[What you will do]
(a) In the floodplain restoration text, in which city is lower quality hay used for biomass fuels?
(b) Rewrite the floodplain restoration text starting at "Where feasible, grazing" and ending at "Historical Society Press.", swapping "floodplain" for "bottomland".

[Extract]
Floodplain restoration require three steps, including: 1) removal and thinning undesirable vegetation and excessive dead down wood, 2) reintroduction of desirable species, and 3) restoring the processes that reinforce a desirable biotic assemblage. The third step, in the long term, is the most important step, but also the most neglected step in our current restoration planning. In the case of the Bloomington floodplain, these processes include mowing, prescribed fire, haying, and grazing. Mowing is the very minimum to maintain open understories and preventing a return of the closed-canopy state. Initial tree thinning design needs to facilitate, at the very least, mowing. Prescribed fire is very feasible in the Bloomington floodplain, as natural fire breaks, including the Minnesota River, marshes and small lakes provide adequate technical assistance. Haying provides an excellent mechanism for preventing afforestation and lowering nitrogen levels. Lower soil nitrogen levels facilitate high plant biodiversity. Haying wetlands for marsh hay was once common, and known to reinforce high biodiversity of both plants and animals (Curtis 1959 {last paragraph in shrub carr community}, Leopold 1949 {Marshland Elegy}). Native marsh hay is highly nutritious, and this year (2017) every bale would have been highly marketable to the drought stricken Dakotas. Lower quality hay, composed of non-native and nitrophilic species (nettles, ragweed, cattail, etc.) is used for biomass fuels in Winnipeg, where haying is used to harvest nitrogen before entering Lake Winnipeg from the Red River.
Where feasible, grazing offers the ultimate restoration target. Grazing prevents afforestation, lowers total soil nitrogen, creates heterogenous vegetation patterns, significantly improves wildlife habitat, and provides food and fiber for humans. Grazing the Bloomington floodplain is feasible, and the conceptual discussion should begin. Picture 7, shows small ruminant herbivores grazing the Rhine River floodplain in Dusseldorf, Germany, with a human population of 11 million. Colman Lake floodplain offers a good opportunity to reemploy grazing in Bloomington (Picture 8).
Pictures:
Reference Section:
Carver, J. 1778. The Journals of Jonathan Carver and Related Documents 1766-1770. Edited by John Parker. Minnesota Historical Society Press.
Curtis, J.T. 1959. The Vegetation of Wisconsin. An Ordination of Plant Communities. University of Wisconsin Press.
Fowells, H.A. 1965. Silvics of Forest Tress in the United States. Agricultural Handbook No. 271, p. 726
Holling, C. S., & Meffe, G. K. (1996). Command and control and the pathology of natural resource management. Conservation biology, 10(2), 328-337.
Leopold, A. 1949. Sand County Almanac. Oxford Press
Pike, Z. M. (1895). The Expeditions of Zebulon Montgomery Pike: To Headwaters of the Mississippi River, Through Louisiana Territory, and in New Spain, During the Years 1805-6-7 (Vol. 1). E. Coues (Ed.). Francis P. Harper.

[Records shown]

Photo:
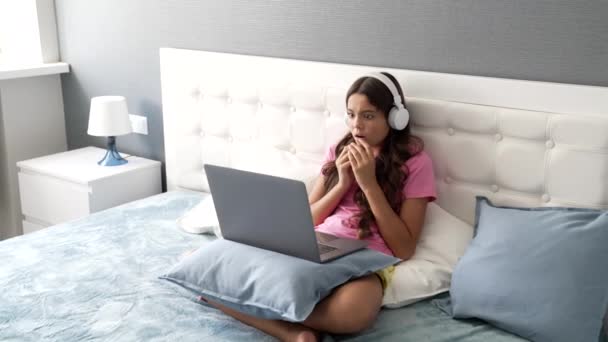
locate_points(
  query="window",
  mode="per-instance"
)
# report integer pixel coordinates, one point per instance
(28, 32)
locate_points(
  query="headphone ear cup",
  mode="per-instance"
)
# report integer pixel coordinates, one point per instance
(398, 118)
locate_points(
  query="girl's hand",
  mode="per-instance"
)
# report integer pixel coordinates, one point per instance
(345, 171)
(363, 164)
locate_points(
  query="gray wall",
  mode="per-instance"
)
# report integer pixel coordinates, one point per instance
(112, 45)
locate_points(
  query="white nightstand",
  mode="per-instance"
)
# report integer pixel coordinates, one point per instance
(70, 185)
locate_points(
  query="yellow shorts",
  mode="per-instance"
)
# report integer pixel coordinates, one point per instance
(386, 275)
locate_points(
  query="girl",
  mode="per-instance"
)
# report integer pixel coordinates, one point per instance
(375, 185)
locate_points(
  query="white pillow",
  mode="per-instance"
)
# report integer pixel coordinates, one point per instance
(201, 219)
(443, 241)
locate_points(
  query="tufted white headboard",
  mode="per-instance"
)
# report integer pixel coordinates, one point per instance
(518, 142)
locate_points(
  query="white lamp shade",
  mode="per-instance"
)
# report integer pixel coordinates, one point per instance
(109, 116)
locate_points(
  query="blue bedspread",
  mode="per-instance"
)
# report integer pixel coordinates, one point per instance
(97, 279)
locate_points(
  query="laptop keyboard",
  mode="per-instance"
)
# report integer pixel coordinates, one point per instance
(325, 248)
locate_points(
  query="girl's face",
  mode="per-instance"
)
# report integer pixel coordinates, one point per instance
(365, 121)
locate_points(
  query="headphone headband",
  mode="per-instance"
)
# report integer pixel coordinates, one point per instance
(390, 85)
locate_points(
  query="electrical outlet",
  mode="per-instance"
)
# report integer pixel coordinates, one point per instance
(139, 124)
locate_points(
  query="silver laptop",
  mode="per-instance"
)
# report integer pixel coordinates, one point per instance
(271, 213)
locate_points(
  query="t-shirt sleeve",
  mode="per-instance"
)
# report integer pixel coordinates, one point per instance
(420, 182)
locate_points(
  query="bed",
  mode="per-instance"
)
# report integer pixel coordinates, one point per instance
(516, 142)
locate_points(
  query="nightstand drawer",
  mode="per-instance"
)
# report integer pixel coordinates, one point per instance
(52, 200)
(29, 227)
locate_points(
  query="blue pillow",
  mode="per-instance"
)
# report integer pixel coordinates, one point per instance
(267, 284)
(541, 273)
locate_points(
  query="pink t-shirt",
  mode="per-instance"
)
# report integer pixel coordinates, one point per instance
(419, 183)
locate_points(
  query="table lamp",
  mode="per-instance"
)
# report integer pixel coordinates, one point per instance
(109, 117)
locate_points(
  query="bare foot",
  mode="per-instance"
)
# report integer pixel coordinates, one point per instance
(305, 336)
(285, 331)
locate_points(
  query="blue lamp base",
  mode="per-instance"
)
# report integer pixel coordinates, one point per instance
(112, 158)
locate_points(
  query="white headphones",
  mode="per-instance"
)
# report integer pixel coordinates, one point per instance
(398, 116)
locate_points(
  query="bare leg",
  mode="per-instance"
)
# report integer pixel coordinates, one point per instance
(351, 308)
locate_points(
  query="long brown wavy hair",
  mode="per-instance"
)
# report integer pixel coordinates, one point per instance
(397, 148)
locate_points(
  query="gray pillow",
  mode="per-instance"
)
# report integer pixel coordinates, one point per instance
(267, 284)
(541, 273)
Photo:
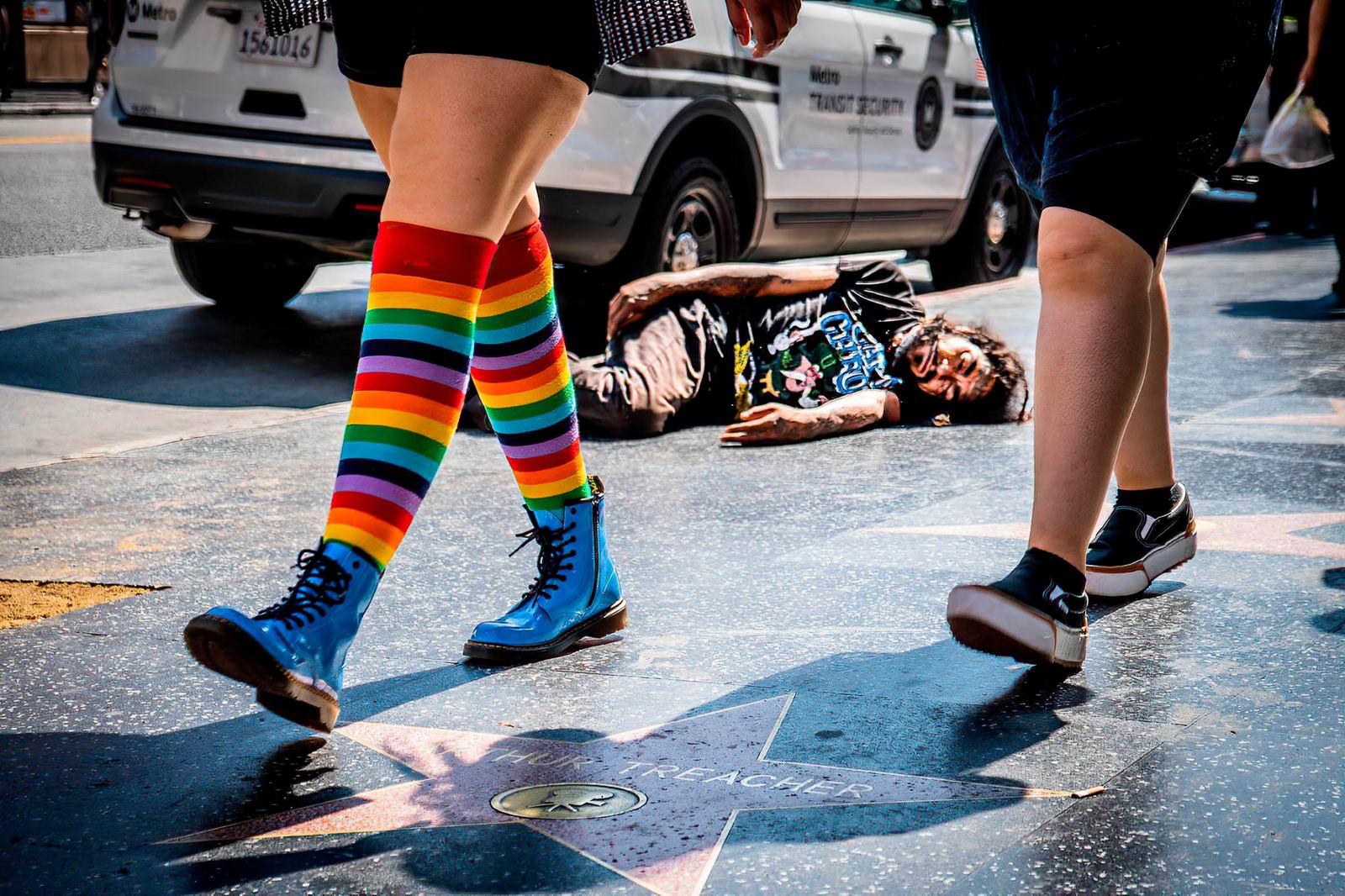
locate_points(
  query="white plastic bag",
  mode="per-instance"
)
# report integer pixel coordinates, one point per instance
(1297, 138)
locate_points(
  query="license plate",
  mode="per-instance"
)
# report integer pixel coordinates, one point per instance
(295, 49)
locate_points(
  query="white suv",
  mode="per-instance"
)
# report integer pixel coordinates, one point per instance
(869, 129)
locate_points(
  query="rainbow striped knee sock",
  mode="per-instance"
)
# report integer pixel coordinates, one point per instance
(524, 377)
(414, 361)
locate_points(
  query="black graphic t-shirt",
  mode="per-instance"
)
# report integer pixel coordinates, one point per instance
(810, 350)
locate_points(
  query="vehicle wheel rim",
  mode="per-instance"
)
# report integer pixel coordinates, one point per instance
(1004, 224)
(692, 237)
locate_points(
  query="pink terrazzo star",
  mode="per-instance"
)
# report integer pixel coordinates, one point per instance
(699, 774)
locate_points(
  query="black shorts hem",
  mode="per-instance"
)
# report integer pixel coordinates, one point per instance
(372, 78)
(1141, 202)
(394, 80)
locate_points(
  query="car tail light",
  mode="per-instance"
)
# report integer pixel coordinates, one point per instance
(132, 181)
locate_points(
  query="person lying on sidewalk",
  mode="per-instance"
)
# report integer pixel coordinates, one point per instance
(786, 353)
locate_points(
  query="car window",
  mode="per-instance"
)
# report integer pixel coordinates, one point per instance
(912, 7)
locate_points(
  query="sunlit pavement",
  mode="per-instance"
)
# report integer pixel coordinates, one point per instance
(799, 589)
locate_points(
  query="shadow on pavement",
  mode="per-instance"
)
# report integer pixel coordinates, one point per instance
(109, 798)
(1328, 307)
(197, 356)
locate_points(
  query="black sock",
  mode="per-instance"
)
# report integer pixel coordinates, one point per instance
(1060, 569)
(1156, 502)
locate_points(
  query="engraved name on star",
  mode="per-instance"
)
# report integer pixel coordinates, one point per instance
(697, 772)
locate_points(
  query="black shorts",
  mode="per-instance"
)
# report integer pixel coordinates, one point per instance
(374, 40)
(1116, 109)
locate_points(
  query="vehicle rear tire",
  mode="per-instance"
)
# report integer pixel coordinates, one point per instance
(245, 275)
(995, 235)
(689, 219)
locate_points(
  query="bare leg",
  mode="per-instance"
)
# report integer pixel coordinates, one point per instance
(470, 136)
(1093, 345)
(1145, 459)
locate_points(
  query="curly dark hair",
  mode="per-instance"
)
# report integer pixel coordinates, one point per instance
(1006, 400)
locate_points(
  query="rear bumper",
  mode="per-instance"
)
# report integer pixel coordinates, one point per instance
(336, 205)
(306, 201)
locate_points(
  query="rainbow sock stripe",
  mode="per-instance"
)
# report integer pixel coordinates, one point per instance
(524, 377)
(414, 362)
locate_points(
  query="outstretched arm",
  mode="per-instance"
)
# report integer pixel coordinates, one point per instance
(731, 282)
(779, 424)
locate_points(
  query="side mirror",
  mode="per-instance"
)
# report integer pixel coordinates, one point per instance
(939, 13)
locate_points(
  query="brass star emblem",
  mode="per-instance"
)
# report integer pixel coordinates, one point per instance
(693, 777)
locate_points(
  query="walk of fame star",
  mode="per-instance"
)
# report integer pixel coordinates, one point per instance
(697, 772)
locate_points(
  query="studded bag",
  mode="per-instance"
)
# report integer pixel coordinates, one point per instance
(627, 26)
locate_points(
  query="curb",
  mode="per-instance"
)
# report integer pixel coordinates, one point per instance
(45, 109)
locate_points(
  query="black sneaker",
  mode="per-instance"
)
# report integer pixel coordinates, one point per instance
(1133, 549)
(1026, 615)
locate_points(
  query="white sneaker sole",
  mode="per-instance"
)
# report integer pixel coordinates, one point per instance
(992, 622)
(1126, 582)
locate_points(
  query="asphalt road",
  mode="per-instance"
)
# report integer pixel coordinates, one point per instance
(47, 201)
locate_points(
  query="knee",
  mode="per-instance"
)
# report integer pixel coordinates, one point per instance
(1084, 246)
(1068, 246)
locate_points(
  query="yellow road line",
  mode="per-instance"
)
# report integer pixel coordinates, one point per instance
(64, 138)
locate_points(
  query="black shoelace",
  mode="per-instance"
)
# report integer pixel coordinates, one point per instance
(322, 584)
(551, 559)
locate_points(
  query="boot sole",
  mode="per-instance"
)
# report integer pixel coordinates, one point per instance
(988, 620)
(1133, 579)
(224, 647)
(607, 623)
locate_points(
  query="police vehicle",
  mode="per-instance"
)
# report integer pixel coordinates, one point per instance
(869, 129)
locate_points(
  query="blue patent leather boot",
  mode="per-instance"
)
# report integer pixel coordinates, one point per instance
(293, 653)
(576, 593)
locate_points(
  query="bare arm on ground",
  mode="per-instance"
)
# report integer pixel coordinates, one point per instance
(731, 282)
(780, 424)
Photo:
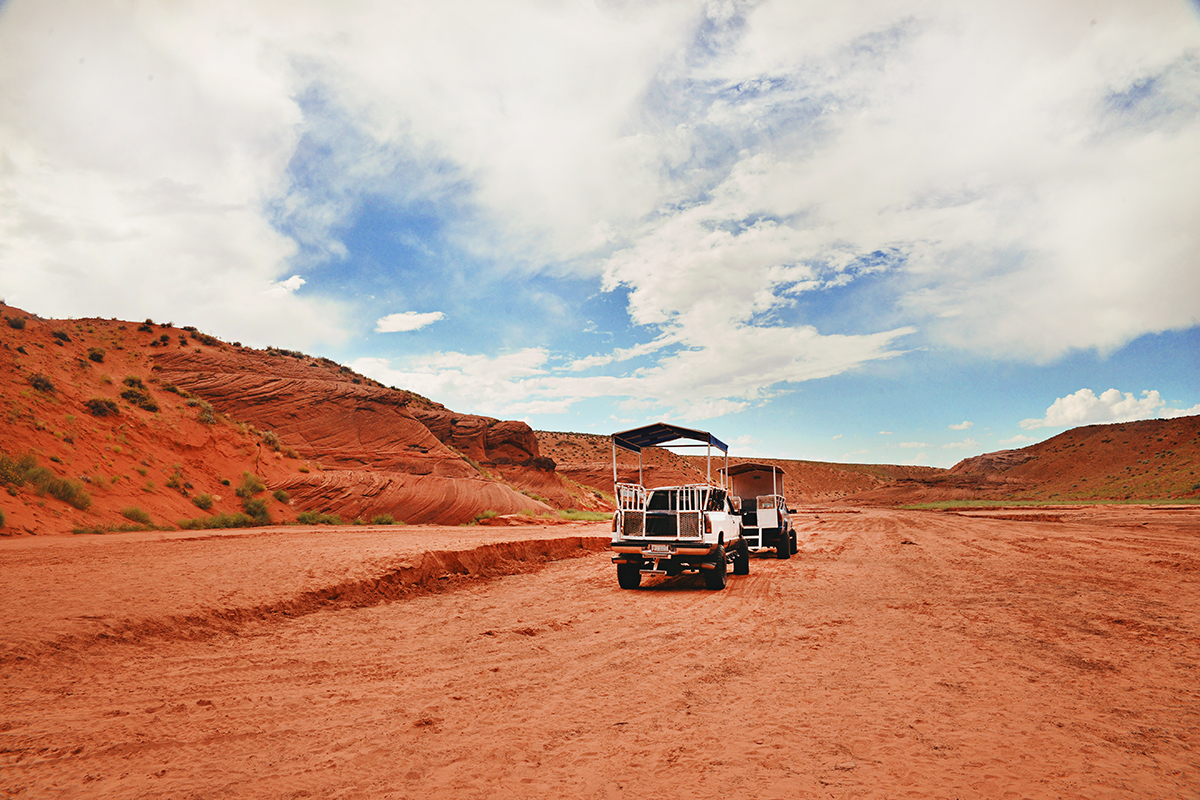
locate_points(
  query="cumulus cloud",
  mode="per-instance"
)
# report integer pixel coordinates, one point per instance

[Answers below]
(a) Winnipeg.

(b)
Where feasible, grazing offers the ultimate restoration target. Grazing prevents afforestation, lowers total soil nitrogen, creates heterogenous vegetation patterns, significantly improves wildlife habitat, and provides food and fiber for humans. Grazing the Bloomington bottomland is feasible, and the conceptual discussion should begin. Picture 7, shows small ruminant herbivores grazing the Rhine River bottomland in Dusseldorf, Germany, with a human population of 11 million. Colman Lake bottomland offers a good opportunity to reemploy grazing in Bloomington (Picture 8).
Pictures:
Reference Section:
Carver, J. 1778. The Journals of Jonathan Carver and Related Documents 1766-1770. Edited by John Parker. Minnesota Historical Society Press.